__WHAT THIS TASK INVOLVES__: Pull out every line of the rows below that contains the word "hair", and copy each one in full.

Position annotation records

+---+

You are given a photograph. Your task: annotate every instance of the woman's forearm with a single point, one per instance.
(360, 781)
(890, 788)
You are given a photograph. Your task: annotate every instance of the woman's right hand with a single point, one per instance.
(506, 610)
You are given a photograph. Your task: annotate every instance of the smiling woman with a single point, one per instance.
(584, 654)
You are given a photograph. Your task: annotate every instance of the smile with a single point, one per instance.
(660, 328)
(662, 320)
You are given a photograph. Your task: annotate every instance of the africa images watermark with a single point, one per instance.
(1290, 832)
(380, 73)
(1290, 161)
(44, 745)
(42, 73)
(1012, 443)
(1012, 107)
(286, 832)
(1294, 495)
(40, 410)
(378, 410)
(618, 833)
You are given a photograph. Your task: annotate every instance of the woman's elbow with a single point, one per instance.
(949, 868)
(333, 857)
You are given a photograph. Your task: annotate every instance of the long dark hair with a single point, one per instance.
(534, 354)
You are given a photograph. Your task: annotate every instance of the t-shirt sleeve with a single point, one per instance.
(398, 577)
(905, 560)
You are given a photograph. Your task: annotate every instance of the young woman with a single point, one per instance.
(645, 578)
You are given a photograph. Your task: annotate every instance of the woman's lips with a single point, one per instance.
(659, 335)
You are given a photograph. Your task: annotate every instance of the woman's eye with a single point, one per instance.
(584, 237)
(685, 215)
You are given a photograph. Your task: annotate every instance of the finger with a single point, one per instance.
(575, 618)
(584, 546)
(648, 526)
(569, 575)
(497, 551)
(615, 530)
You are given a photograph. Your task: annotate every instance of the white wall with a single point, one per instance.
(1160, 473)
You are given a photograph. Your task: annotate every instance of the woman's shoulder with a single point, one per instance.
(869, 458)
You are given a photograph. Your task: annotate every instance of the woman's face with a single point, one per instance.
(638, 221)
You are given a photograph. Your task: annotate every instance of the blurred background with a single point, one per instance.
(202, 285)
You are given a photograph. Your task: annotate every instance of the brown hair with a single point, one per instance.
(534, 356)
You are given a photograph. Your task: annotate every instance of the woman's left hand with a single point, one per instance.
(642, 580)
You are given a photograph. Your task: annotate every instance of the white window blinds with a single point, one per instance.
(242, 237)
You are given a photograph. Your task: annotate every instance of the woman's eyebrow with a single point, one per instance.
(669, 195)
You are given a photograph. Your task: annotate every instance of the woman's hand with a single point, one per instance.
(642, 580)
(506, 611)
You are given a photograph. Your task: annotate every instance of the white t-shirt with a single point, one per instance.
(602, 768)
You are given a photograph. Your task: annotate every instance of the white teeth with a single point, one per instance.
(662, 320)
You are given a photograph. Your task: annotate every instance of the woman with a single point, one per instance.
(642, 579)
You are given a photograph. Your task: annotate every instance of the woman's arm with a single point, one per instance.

+---+

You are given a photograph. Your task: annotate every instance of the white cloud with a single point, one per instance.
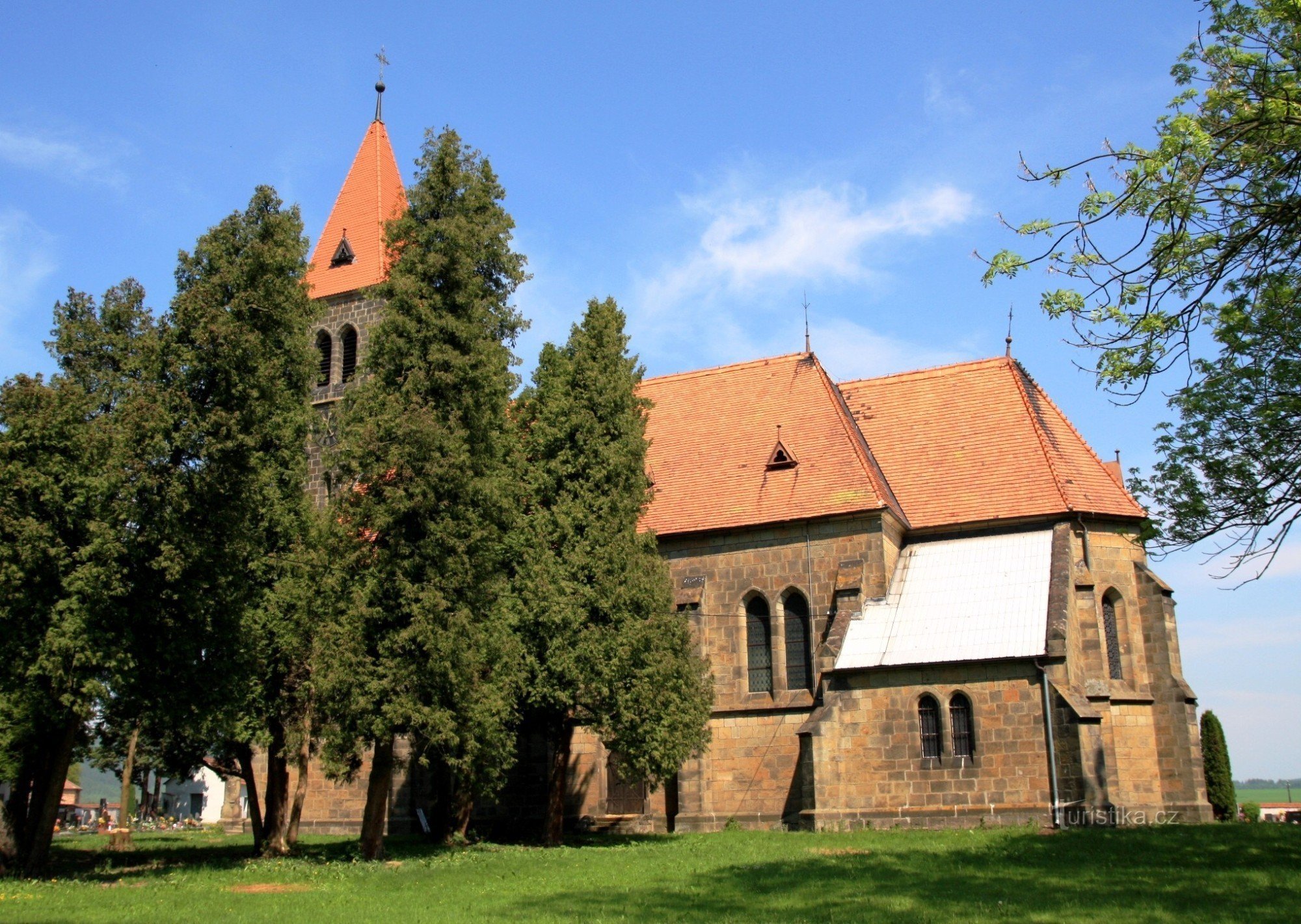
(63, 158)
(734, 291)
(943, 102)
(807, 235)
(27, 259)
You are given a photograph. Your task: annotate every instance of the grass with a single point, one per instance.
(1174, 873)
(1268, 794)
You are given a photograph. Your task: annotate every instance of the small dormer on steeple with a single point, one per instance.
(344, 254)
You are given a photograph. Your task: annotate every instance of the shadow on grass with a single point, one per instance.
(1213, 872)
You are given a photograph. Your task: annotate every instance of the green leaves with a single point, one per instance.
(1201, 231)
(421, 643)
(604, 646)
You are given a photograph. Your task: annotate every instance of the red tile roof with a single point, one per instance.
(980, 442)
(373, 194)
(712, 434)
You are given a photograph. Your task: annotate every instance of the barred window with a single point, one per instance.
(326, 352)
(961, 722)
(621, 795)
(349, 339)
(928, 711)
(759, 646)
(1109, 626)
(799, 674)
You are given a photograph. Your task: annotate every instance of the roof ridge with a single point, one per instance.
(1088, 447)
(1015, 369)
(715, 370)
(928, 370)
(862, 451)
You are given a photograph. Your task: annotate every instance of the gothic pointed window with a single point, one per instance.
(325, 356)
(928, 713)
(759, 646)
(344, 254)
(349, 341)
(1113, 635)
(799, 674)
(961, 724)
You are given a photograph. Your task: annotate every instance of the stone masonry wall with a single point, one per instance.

+---+

__RESULT OF THE EXERCISE__:
You are given a photograph. Your task: annotate every instance of the long dark hair with a single point, one per instance.
You are given a photograph. Your task: annotate every instance of the brown hair with a single point, one per instance.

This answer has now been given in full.